Exercise brief: Each line of the records below needs repeating exactly. Skip the pictures.

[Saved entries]
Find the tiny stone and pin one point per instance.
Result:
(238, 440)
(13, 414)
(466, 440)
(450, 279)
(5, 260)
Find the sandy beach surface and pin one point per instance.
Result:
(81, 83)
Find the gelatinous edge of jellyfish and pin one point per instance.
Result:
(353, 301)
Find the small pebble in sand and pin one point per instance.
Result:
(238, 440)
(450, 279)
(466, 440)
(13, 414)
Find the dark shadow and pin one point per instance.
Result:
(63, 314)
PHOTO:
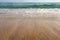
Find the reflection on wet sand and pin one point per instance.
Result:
(15, 26)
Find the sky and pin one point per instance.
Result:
(29, 0)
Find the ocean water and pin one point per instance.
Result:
(29, 5)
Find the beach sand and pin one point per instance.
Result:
(29, 24)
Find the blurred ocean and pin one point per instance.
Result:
(29, 5)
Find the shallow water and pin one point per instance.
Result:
(29, 24)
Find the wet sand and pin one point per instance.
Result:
(29, 24)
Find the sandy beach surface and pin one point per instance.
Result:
(29, 24)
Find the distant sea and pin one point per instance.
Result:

Reply:
Find the tiny stone and pin one point per instance.
Result:
(238, 440)
(13, 414)
(466, 440)
(450, 279)
(5, 260)
Find the sandy beach surface and pin one point per instance.
Result:
(81, 83)
Find the gelatinous edge of jellyfish and pin one point per instance.
Result:
(353, 301)
Find the small pebble in sand and pin one point per instance.
Result:
(238, 440)
(450, 279)
(466, 440)
(13, 414)
Find the dark shadow and pin one point per instance.
Result:
(63, 314)
PHOTO:
Find the reflection on wet sand and pin one point per instance.
Result:
(15, 26)
Find the sky and pin one point per instance.
Result:
(29, 0)
Find the ocean water and pin one point per instance.
Result:
(29, 5)
Find the beach sand and pin one point per instance.
Result:
(29, 24)
Find the blurred ocean and pin one point per instance.
Result:
(29, 5)
Find the shallow water and pin one point per instance.
Result:
(29, 24)
Find the wet sand and pin one point per instance.
Result:
(29, 24)
Find the sandy beach surface and pin one point per instance.
Result:
(29, 24)
Find the distant sea and pin one point per instance.
Result:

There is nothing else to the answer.